I was prepared for the worst and I am relieved. Compared to the last surgery this one has been a walk in the park thus far. Fingers crossed I’ll be baking my coconut cake for Christmas dinner!

Avoiding defeatism

OK …I haven’t been posting much other than beards and fluff. I feel as if my thoughts haven’t been fitting blog fodder of recent. I’ve had a bit of defeated mindset syndrome and I decided that if I write about it then I’ll contemplate it. Maybe if I contemplate it I’ll see a way around it and out of it.

Let me take us back a couple weeks.

Shortly before leaving on the adventure into Ft. Lauderdale, which gifted me with an unexpected one night stay at the luxurious Dulles International Marriott, I fell. You see I was showing one of my listings and they have a large very strong dog. The dog is usually gone for showings but due to unforeseen circumstance she was there and it was my job to control her. She is a sweetie and I’m a dog person but she got spooked. In my efforts, to keep her separate from the 2 million dollar buyers, she pulled one way while I went another and face forward I went. The only arm available to catch me before I face planted was my left post surgical arm on the edge of the pool table. It went into a position that my physical therapist has yet to be able to safely obtain. Ouchfuck!

▸ **What you need to do**
1. Decide whether each statement agrees with the blog post about the fall, answering yes or no and quoting the words from the post that settle it. (a) The dog at the listing was usually away during showings. (b) The writer caught the fall with the right arm. (c) The writer says they are a cat person.
2. Write the next part of the blog post about the fall, starting right after its last sentence.

▸ **Record set**

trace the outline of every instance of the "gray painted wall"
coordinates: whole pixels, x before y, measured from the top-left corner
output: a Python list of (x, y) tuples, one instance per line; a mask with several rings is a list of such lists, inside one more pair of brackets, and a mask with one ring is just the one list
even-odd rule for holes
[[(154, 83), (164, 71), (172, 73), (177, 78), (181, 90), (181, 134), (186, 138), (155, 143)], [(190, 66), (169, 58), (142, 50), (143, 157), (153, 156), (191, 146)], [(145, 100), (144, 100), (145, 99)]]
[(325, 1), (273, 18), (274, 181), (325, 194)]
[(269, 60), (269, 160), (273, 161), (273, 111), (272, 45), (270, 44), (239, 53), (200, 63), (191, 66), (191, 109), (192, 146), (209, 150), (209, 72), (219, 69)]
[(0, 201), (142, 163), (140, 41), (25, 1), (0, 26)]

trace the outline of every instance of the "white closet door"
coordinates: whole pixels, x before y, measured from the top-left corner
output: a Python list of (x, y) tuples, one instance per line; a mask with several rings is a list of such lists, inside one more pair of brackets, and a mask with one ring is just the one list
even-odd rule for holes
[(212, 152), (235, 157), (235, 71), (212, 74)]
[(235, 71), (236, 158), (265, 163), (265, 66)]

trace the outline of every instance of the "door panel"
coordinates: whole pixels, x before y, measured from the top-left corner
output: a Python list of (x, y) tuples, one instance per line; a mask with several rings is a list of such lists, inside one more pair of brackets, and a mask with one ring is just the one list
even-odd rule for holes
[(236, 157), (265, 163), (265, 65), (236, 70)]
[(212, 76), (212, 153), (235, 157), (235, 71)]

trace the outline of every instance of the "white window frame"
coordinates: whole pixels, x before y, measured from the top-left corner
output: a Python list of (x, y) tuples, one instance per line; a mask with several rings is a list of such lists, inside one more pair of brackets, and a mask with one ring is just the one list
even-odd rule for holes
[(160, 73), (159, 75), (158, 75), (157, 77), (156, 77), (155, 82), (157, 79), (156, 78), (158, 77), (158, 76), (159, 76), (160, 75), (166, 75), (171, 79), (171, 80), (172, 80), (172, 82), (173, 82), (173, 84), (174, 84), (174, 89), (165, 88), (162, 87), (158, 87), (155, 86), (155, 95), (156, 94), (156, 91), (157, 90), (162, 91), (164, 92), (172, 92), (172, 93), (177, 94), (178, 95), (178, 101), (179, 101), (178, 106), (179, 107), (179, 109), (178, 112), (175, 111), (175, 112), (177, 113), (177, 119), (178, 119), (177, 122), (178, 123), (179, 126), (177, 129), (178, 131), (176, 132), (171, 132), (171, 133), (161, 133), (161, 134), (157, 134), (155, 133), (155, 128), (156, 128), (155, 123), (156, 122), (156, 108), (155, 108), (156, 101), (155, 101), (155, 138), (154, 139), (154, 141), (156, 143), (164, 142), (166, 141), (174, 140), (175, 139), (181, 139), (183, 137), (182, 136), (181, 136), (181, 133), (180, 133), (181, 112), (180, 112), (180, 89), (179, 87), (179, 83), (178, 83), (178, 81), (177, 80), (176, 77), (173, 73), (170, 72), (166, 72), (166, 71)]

▸ **Answers to this exercise**
1.
(a) Yes: "The dog is usually gone for showings"
(b) No: "The only arm available to catch me before I face planted was my left post surgical arm on the edge of the pool table."
(c) No: "I’m a dog person"

2.
Defeat. I hurt bad. I felt defeated. I saw my surgeon. All physical therapy has been postponed for two weeks until after my follow up with him this week. I can’t lift, drive, excercise or even wash the left side of my head with it. I can only do two movement excercises that were the first two I could do after surgery. Square one, I found myself standing on square one yet again. This was fall number 3 on it since surgery and by far the worst.

Is it ok? We don’t know. I can only hope so. We see the Doc Thursday and he will decide then if I go for another MRI.

I had been making progress. I had been able to reach slightly above shoulder level without pain. Just the week before I was able to pull a parking ticket from the dispenser at the garage entrance to my physical therapy facility. Woo Hoo! I started to have visions of hopefully returning to yoga class in another couple months. At this moment hopes of a return to yoga class are but a long term goal.

Deafeated mindset syndrome. Yes I made that up. It’s a place I do not want to be. It is something that I must be aware of, acknowledge and move on from. Defeat is an emotional feeling that is so easy for the ego to grab onto and make part of its identity. I mustn’t allow my ego to grasp defeatism. I am better than that. I have found that the ego will grasp anything, either good or bad, and run with it as long as it is able to use such to inflate itself.

Humility. By denying my ego an inflated sense of self through undesirable identities, I can choose better things such as recovery, healing, strength and movement. This is not permanent. This is simply life. Life has challenges. Challenges strengthen us. I am able. I must work smarter and work harder.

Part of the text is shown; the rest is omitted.